> Görev Tanımı
Aşağıda girdilerden önce verilen Bülent Arınç konulu yazıyı, son cümlesinin ardından sürdürün.

> Belge Metni
◆ ◆ ◆ ◆ ◆ ◆ ◆
İtirafçı Bülent Arınç

13 yıl boyunca iktidarda en yetkili yöneticilerin çekirdek kadrosunda ol.

Aldığınız kararlarla ülkeyi iç savaş koşullarına kadar getir.

Yolsuzluklara bulaş,devlet hazinesini ve kadrolarını, arazilerini yağmala, yargıyı, medyayı iktidara bağla.

Sonra da işler çıkmaza girince, toplumda suçluları arayan sesleri yükselmeye başlayınca, kenara çekil, kuzu postuna gir. Oh ne alâ.

Konumuz Bülent Arınç.

Hükümet sözcüsü, Bakan, Başbakan yardımcısı, TBMM Başkanı.

Ülke duman olmuş, fiilen Ortadoğu savaşının içine sokulmuş, komşusuna savaş açmış, ülke içinde cinayetsiz, şehitsiz, sivillerin, kadınların, çocukların katledilmesinin yaşanmadığı gün yok. Güneydoğu illerinde halk evlerini, mahallelerini terketmek, kaçmak zorunda bırakılmış .

Kitlesel ölümlere yol açan bombalamaların, toplu cinayetlerin suçlusu, yargılananı yok.

Beyefendi sudan çıkmış ak kaşık.Bu işlerde hiç sorumluluğu, rolü yok!

Milletvekili yapılmadı, bakan olamadı, altından koltuğu alındı ya buna çok alınmış, küsmüş. Belli etmiyor.

Birlikte görev yaptığı hükümet üyelerine, Cumhurbaşkanına alçak sesle gönderme yapıyor.

Televizyon kanalında günah çıkarma numaralarına giriyor. Yapılan bazı hatalardan söz ediyor.

Örneğin gazeteciler Can Dündar ve Erdem Gül'ün tutuklu yargılanması yanlışmış.

Evet yanlış da, bunu söylemek sana düşmez. Sen bu konularda hiiç inandırıcı olamazsın.

Örneğin, Bakan olduğunuz zaman Ahmet Şık, Nedim Şener de dahil cezaevindeki gazeteci sayısı 105 olduğunda, Başbakan'ın RTE ile ses sese verip, "Türkiye'de cezaevinde gazeteci yok. Onlar terör suçuyla yargılanıyorlar, onlar terörist. Çoğunun Sarı basın kartı bile yok. Suç işleyen gazeteci yargılanamaz diye bir kural yok..." diye demeçler veren siz değil miydiniz?

Bu Bülent Arınç denilen zat, Basından sorumlu bakan olduğunda danışmanını Anadolu Ajansı Genel Müdürü yaptı. Bu Ajansta çalışanlar on yıllardır Türkiye Gazeteciler Sendikası (TGS) üyesiydiler, toplu sözleşmeleri vardı.
◆ ◆ ◆ ◆ ◆ ◆ ◆
> Veri Listesi
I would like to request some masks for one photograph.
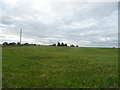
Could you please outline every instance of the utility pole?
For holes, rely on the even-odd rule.
[[[20,45],[21,45],[21,40],[22,40],[22,28],[20,29]]]
[[[50,45],[51,45],[51,40],[50,40]]]

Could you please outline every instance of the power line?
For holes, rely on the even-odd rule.
[[[22,28],[20,29],[20,45],[21,45],[21,41],[22,41]]]

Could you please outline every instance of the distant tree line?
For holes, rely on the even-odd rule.
[[[20,42],[17,42],[17,43],[15,43],[15,42],[11,42],[11,43],[4,42],[2,45],[3,46],[15,46],[15,45],[36,46],[36,44],[29,44],[29,43],[20,44]]]
[[[37,44],[29,44],[29,43],[24,43],[24,44],[20,44],[20,42],[17,42],[17,43],[15,43],[15,42],[11,42],[11,43],[8,43],[8,42],[4,42],[3,44],[2,44],[3,46],[17,46],[17,45],[24,45],[24,46],[38,46]],[[41,45],[39,45],[39,46],[41,46]],[[65,47],[67,47],[68,45],[66,44],[66,43],[60,43],[60,42],[58,42],[57,44],[53,44],[53,45],[49,45],[49,46],[65,46]],[[78,47],[78,45],[70,45],[70,47]]]
[[[68,45],[63,42],[62,43],[58,42],[57,44],[54,43],[53,45],[50,45],[50,46],[66,46],[67,47]],[[78,47],[78,45],[75,46],[72,44],[72,45],[70,45],[70,47]]]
◆ ◆ ◆ ◆ ◆ ◆ ◆
> Alıştırma Yanıtı
Bu bakan ve getirdiği genel müdür A.A. çalışanları üzerinde terör estirdi. Çalışanlar TGS'den istifaya zorlandılar.İstifa etmeyenlerin ya işlerine son verildi ya da başka illere sürgün edildi.

Burada iktidar, Medya-iş  adıyla yeni bir sendika kurdu. Hemen hükümetin yan kuruluşu durumundaki Hak-İş'e üye yapıldı. TGS çökertildi.

Tüm bunlar Arınç'ın bilgisi, emri altında yapıldı.

Arınç'ın bugün şikayet etme numarasına giriştiği hukuksuzluk kendisinin yetkili olduğu dönemde yaşama geçirildi.

HSYK, Danıştay, Yargıtay yönetimlerinin iktidarın emrine teslim edildiği günlerdeki demeci unutulmadı.Yüksek yargı kurumlarının tepesine hükümete bağlı isimler atandığında Arınç, "ne yapalım Allah verdikçe veriyor. Arkadaşlarımız yargıda önemli görevlere geliyor" demişti.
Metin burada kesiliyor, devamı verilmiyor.